(Beginning of Source document)

By Shannon Baker, BCM/D National Correspondent
PORT DEPOSIT, Md.—If you think your church is dead or dying, adopt a couple people groups, and it will bring a new mindset and a new fire in your church’s heart, says Harold Phillips.
That’s exactly what has happened to Pleasant View Church in Port Deposit, Md., where he has served as senior pastor for over 21 years. Presently, his church has adopted two people groups: one in the Philippines and one in Ecuador.
He traveled this past summer to the Philippines to visit Southern Baptist missionaries in action, to teach at the Filipino Southern Baptist Seminary and to see other missionaries previously supported by his church.
Phillips believes it is important to go to where Southern Baptist missionaries are working rather than just supporting them from afar.
“We could see the work they are doing and pray with those they are discipling,” he said, explaining how it brings him joy to see that there are people who sacrificially leave their families behind to live in a foreign country doing hard, sometimes thankless and depressing, work.
“It made me proud to be a Southern Baptist!” he said, explaining the often difficult long uphill, grinding days missionaries face in doing work in largely unevangelized nations.

(End of Source document)
(Beginning of Listed records)

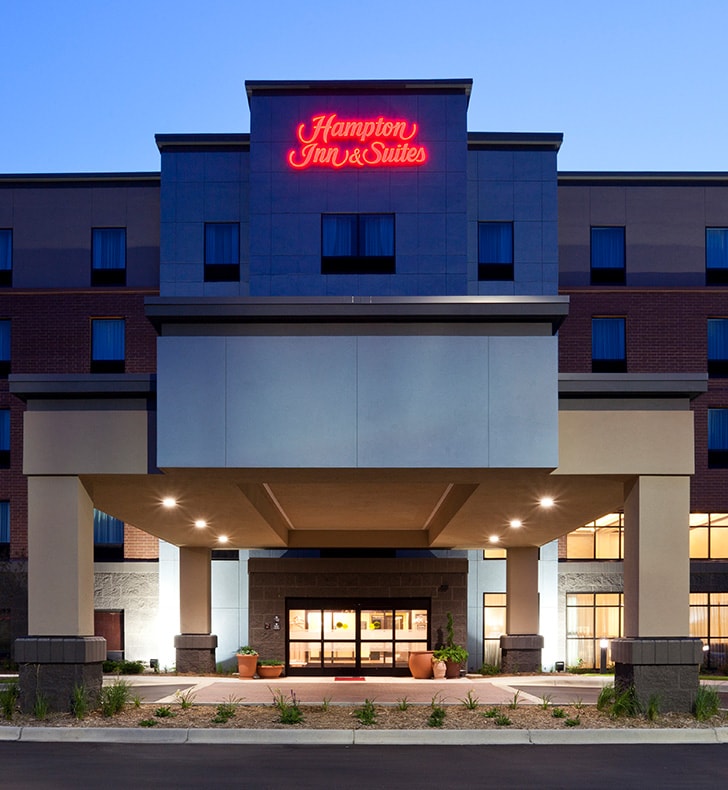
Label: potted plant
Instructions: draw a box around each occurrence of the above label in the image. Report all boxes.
[258,658,283,680]
[238,645,258,678]
[434,612,468,678]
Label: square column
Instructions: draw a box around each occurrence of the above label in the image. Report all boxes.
[500,546,543,672]
[15,476,106,712]
[612,476,702,711]
[174,546,217,672]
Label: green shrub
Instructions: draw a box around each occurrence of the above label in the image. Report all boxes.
[693,683,720,721]
[99,679,131,717]
[0,682,20,720]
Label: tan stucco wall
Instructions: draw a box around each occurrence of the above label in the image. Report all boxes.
[28,477,94,636]
[23,410,148,475]
[557,410,695,475]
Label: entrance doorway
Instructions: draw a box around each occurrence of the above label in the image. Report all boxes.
[286,598,430,676]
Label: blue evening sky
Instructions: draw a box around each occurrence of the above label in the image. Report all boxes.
[0,0,728,173]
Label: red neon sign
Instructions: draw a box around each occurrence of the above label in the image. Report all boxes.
[287,113,427,170]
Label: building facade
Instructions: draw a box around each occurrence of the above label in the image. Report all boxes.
[0,80,728,708]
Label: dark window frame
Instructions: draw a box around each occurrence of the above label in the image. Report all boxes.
[321,211,397,274]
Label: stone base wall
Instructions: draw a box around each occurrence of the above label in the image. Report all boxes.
[248,558,470,667]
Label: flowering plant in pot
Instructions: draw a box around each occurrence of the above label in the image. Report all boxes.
[258,658,284,679]
[238,645,258,678]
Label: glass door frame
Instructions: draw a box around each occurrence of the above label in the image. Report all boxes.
[285,597,432,677]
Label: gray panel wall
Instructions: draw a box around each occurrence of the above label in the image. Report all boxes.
[158,336,558,468]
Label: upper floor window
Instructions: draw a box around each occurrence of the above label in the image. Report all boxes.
[0,228,13,285]
[205,222,240,283]
[321,214,395,274]
[708,409,728,469]
[708,318,728,376]
[91,228,126,285]
[705,228,728,285]
[0,318,10,376]
[690,513,728,560]
[478,222,513,280]
[591,227,625,285]
[592,318,627,373]
[91,318,126,373]
[0,409,10,469]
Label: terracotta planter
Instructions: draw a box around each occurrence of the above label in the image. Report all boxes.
[407,650,434,680]
[238,653,258,679]
[258,664,283,680]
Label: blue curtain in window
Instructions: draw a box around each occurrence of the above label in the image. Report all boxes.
[91,318,124,361]
[0,230,13,271]
[591,228,624,269]
[705,228,728,269]
[708,409,728,450]
[708,318,728,360]
[0,409,10,451]
[359,214,394,256]
[0,319,10,362]
[205,222,240,264]
[93,228,126,269]
[321,214,357,257]
[94,510,124,544]
[0,502,10,543]
[592,318,624,359]
[478,222,513,263]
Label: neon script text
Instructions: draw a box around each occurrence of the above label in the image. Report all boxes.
[288,113,427,170]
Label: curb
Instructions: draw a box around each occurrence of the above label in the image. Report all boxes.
[0,727,728,746]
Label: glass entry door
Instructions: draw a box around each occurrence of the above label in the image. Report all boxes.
[286,598,430,675]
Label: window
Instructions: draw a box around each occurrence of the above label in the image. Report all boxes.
[690,592,728,669]
[708,318,728,377]
[478,222,513,280]
[205,222,240,283]
[690,513,728,560]
[0,318,10,376]
[91,228,126,285]
[91,318,125,373]
[0,228,13,285]
[708,409,728,469]
[566,593,624,669]
[94,508,124,562]
[0,409,10,469]
[592,318,627,373]
[705,228,728,285]
[321,214,395,274]
[591,228,625,285]
[566,513,624,560]
[483,593,506,667]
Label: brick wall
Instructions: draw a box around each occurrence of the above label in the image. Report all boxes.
[0,289,157,559]
[559,288,728,512]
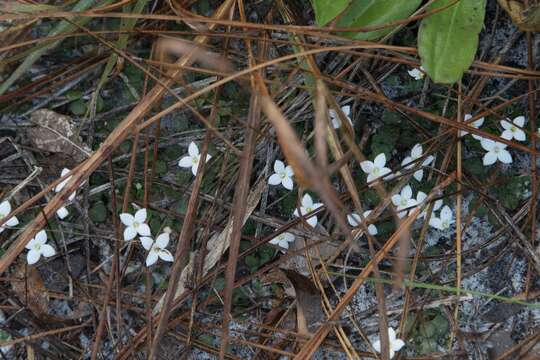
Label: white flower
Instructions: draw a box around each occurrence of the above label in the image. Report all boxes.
[360,153,392,183]
[416,191,443,219]
[293,194,323,227]
[480,139,512,166]
[407,66,426,80]
[347,210,379,235]
[373,327,405,359]
[429,205,454,230]
[178,142,212,175]
[270,232,294,249]
[268,160,294,190]
[501,116,526,141]
[459,114,484,140]
[26,230,56,265]
[328,105,353,129]
[141,233,174,266]
[120,209,151,241]
[56,206,69,220]
[0,200,19,233]
[392,185,416,218]
[401,144,434,181]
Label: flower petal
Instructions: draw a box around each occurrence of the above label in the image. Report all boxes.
[146,251,159,267]
[429,216,443,230]
[5,216,19,226]
[137,224,152,236]
[56,206,69,220]
[372,340,381,353]
[401,185,412,199]
[124,226,137,241]
[268,174,281,185]
[498,149,512,164]
[178,156,193,168]
[302,194,313,207]
[514,129,527,141]
[35,230,47,244]
[513,116,525,127]
[360,160,375,174]
[411,144,424,159]
[41,244,56,257]
[499,119,513,130]
[158,249,174,262]
[285,165,294,177]
[482,151,497,166]
[281,177,294,190]
[156,233,170,249]
[135,208,147,224]
[373,153,386,168]
[188,141,199,156]
[282,232,295,242]
[480,138,495,151]
[388,327,396,342]
[501,130,514,140]
[441,205,452,221]
[26,249,41,265]
[274,160,285,173]
[191,163,199,176]
[120,213,135,226]
[0,201,11,216]
[140,236,154,250]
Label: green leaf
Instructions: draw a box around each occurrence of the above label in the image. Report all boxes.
[337,0,422,40]
[88,201,107,222]
[418,0,486,84]
[311,0,351,26]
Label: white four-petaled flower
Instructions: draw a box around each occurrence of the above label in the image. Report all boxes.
[120,209,151,241]
[373,327,405,359]
[141,232,174,266]
[0,200,19,233]
[501,116,526,141]
[459,114,484,140]
[392,185,416,218]
[178,142,212,175]
[429,205,454,230]
[26,230,56,265]
[407,66,426,80]
[347,210,379,235]
[480,139,512,166]
[328,105,353,129]
[270,232,294,249]
[54,168,77,220]
[401,144,434,181]
[360,153,392,183]
[268,160,294,190]
[293,194,323,227]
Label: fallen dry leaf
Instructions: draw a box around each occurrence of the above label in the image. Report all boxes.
[28,109,91,161]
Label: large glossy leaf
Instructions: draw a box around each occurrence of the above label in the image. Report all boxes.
[337,0,422,40]
[418,0,486,84]
[311,0,351,26]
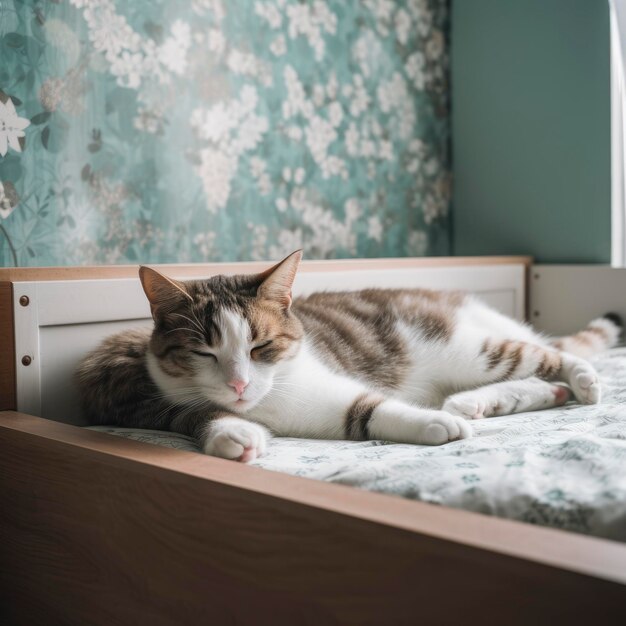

(End of Listed records)

§ **Exercise set**:
(A) Substitute "mission workers" for "missionaries" in the article about Pleasant View Church, then write out everything from "He traveled this" down to "and depressing, work." with that change.
(B) Proceed with the article about Pleasant View Church and its adopted people groups, starting right after its final sentence.

§ **Answers provided**:
(A)
He traveled this past summer to the Philippines to visit Southern Baptist mission workers in action, to teach at the Filipino Southern Baptist Seminary and to see other mission workers previously supported by his church.
Phillips believes it is important to go to where Southern Baptist mission workers are working rather than just supporting them from afar.
“We could see the work they are doing and pray with those they are discipling,” he said, explaining how it brings him joy to see that there are people who sacrificially leave their families behind to live in a foreign country doing hard, sometimes thankless and depressing, work.

(B)
On this trip, Phillips was gratified to see godly, discipled Filipinos who now serve as Christian leaders at a Southern Baptist college and seminary. “It was great to see how previous years of missionary service have resulted into such great work,” he said.
While there, Phillips also had the opportunity to visit with a cooperating missionary from another denomination. *George (named changed for security reasons) is a missionary pastor serving in the dangerous mountains of Mindanao. He walked two hours and then rode a bus for six hours to visit Phillips at the Southern Baptist Seminary, where Phillips conducted leadership seminars.
On many occasions, George had traveled for eight hours by foot to mountain villages to distribute food and medicine to starving children. On one particular visit, a child approached him, telling him that his father, the General and Commander of a rebel Communist group, wanted to see him.
Knowing that his life was at risk, George visited the commander, who asked him, “Why are you bringing us food?” To which, he replied, “Because Jesus sent me here.”
The man, curious, commanded him, “Tell me about Jesus.” George acquiesced and shared the Gospel with the man, who got saved and then asked, “What’s your name?”
George told the commander his name, only to learn that he was on the commander’s hit list. “I have been assigned to kill you,” the commander, who had already killed 12 people, told him, “but I can’t kill you now because you are my brother!”
Ultimately, the commander quit raiding other villages and brought in a pastor and wife to his village. He built them a hut and brought his family to learn about Jesus.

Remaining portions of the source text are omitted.